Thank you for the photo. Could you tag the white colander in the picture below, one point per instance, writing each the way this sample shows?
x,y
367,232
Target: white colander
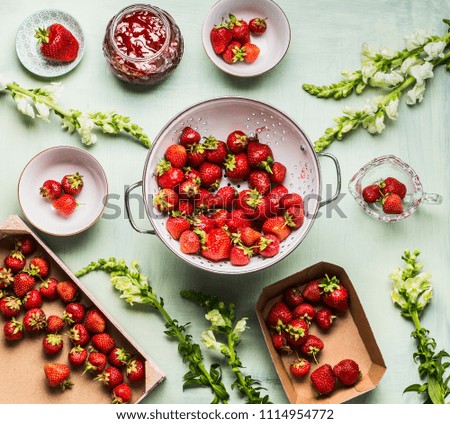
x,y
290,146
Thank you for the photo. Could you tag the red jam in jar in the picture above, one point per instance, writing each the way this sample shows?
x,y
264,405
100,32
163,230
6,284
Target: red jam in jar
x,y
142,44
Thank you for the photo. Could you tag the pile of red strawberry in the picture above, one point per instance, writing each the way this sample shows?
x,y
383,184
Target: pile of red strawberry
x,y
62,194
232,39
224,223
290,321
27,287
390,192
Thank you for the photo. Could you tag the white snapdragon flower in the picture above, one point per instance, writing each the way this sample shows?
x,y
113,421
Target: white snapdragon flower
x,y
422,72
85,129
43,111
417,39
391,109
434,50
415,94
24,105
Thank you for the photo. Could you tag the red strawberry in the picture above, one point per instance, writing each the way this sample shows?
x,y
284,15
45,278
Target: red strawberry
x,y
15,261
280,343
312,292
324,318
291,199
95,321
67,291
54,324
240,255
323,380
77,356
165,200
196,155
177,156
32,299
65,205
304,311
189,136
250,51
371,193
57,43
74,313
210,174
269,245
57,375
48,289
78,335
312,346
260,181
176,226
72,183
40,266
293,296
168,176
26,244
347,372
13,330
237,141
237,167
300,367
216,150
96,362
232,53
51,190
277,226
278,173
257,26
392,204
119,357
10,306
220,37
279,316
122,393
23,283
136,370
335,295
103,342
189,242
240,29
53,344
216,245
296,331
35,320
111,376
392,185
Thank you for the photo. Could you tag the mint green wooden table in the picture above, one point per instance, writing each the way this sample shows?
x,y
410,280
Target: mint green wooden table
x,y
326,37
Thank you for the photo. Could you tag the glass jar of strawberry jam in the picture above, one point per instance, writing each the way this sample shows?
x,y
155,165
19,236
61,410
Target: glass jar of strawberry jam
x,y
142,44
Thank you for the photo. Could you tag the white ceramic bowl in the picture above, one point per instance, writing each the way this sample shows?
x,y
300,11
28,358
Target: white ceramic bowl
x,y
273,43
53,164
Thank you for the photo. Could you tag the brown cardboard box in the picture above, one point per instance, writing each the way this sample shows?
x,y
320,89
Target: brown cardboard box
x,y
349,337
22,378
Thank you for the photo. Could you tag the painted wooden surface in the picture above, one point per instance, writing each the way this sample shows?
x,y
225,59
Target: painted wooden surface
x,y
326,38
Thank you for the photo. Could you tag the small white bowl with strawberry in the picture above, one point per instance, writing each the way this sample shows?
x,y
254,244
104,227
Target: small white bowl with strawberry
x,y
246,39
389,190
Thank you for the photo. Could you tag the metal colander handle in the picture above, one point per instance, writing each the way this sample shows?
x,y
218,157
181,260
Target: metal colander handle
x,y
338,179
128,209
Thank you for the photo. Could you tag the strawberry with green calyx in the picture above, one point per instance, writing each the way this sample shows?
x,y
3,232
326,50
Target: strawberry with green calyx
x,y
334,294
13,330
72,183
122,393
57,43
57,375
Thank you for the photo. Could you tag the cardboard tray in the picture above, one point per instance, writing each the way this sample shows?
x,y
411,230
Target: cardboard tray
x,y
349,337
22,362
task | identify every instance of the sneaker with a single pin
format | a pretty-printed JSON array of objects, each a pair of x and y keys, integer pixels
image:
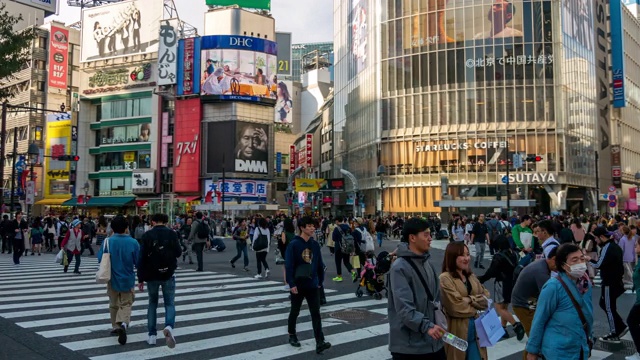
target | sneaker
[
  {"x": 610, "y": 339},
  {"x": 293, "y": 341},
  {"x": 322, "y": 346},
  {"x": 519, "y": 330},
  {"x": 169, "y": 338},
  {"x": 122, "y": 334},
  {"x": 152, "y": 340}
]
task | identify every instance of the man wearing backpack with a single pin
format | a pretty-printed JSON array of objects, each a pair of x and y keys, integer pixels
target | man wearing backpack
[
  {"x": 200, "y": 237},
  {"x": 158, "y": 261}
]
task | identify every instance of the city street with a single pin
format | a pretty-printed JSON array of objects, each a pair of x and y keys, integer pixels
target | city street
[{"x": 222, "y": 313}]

========================================

_ASSIGNED TASK_
Only the wording of the records is wanted: copy it all exactly and omit the pictures.

_SOLUTION FOR THIS EXERCISE_
Thank you for the photo. Could you tag the white colander in the picture below, one point per instance, writing each the way this sample shows?
x,y
367,232
Target: white colander
x,y
290,146
Thank you for the photo. Could you tag the red jam in jar in the picture above, one point per instance, writing each the way this sample shows?
x,y
264,405
100,32
163,230
6,284
Target: red jam in jar
x,y
142,44
Thank you for the photo. Could you tag the pile of red strawberry in the picture above, one point per instance, writing each the way this sample shows?
x,y
383,184
Target: pile of red strawberry
x,y
62,194
232,39
224,223
290,321
27,287
390,192
Thank you for the photo. Could you tag the white snapdragon flower in the picture above, one point per instance, writing each the way this sample shows?
x,y
113,421
Target: white snapdragon flower
x,y
422,72
85,129
43,111
417,39
391,109
434,50
415,94
24,105
Thank you for the photo. Could you tag the red strawberry in the picture above, one point per instance, writing each the way this sample shows?
x,y
284,15
45,278
Target: red strawberry
x,y
15,261
280,343
312,292
324,318
291,199
95,321
67,291
54,324
240,255
323,380
77,356
165,200
196,155
177,156
32,299
65,205
304,311
189,136
250,51
371,193
57,43
74,313
210,174
269,245
57,375
48,289
78,335
312,346
260,181
176,226
72,183
40,266
293,296
168,176
26,244
347,372
13,330
237,141
237,167
300,367
216,150
96,362
232,53
51,190
277,226
278,173
257,26
392,204
119,357
10,306
220,37
279,316
122,393
23,283
136,370
335,295
103,342
189,242
240,29
53,344
216,245
296,331
35,320
111,376
392,185
Thank you for the photo. Could you tag the mint green wooden table in the picture above, one point per instance, writing each the way this sample shows?
x,y
410,280
Target: mint green wooden table
x,y
326,37
Thank you for the photo. Could you tag the glass jar of strawberry jam in the picture above, one point per instance, writing each the way this sample shows?
x,y
155,165
19,236
61,410
Target: glass jar of strawberry jam
x,y
142,44
Thank you for the photo. Could you tag the white ceramic bowl in the picture above, one point per instance, writing each the way this sample shows?
x,y
300,11
28,358
Target: white ceramic bowl
x,y
273,43
53,164
Thank you for the photo. Could you tag the brown cardboard box in the picture above, one point per instance, writing each the way this sample shows?
x,y
320,89
Target: brown cardboard box
x,y
349,337
22,378
Thank you for the photo. Could you tag the painted wooden surface in the picture above, one point per instance, writing each the way this sample shows?
x,y
225,59
Target: painted wooden surface
x,y
326,38
Thank you for the photo. Could you tag the small white bowl with strawberry in the picture above, one point per instance, writing each the way this sample shows?
x,y
254,244
104,227
Target: small white bowl with strawberry
x,y
246,39
389,190
Thank you for the photo. Could you tag the metal colander handle in the picture above, one point per instance, writing each the way this sample shows?
x,y
218,157
181,260
Target: metal colander handle
x,y
338,179
128,209
Thank you for the photo. Could you tag the strawberry with green calyx in the picture above, one point per instance, writing each the way this sample shows?
x,y
3,232
326,50
Target: strawberry with green calyx
x,y
334,294
13,330
72,183
122,393
57,43
57,375
Thank you for the photo. Could you tag the cardboard tray in the picture above, one point per instance, writing each the way this sample shows?
x,y
411,230
Target: cardboard tray
x,y
349,337
22,362
task | identify every instance of the sneaker with a single pin
format | a pretty-printed JSON array of objects, each a pair of x and y keys, integer pixels
image:
target | sneaker
[
  {"x": 610, "y": 339},
  {"x": 293, "y": 341},
  {"x": 322, "y": 346},
  {"x": 519, "y": 330},
  {"x": 169, "y": 338},
  {"x": 122, "y": 334},
  {"x": 152, "y": 340}
]
task | identify every instance of the man wearing backpack with a single pin
format | a pretty-printed JSON array of objects, each a pair of x and y keys, integer pixels
target | man wearing backpack
[
  {"x": 200, "y": 237},
  {"x": 158, "y": 261}
]
task | identify every instance of the city street with a single pin
format | a pretty-printed JSON array of objects, each a pair of x and y keys, integer pixels
target | city street
[{"x": 222, "y": 313}]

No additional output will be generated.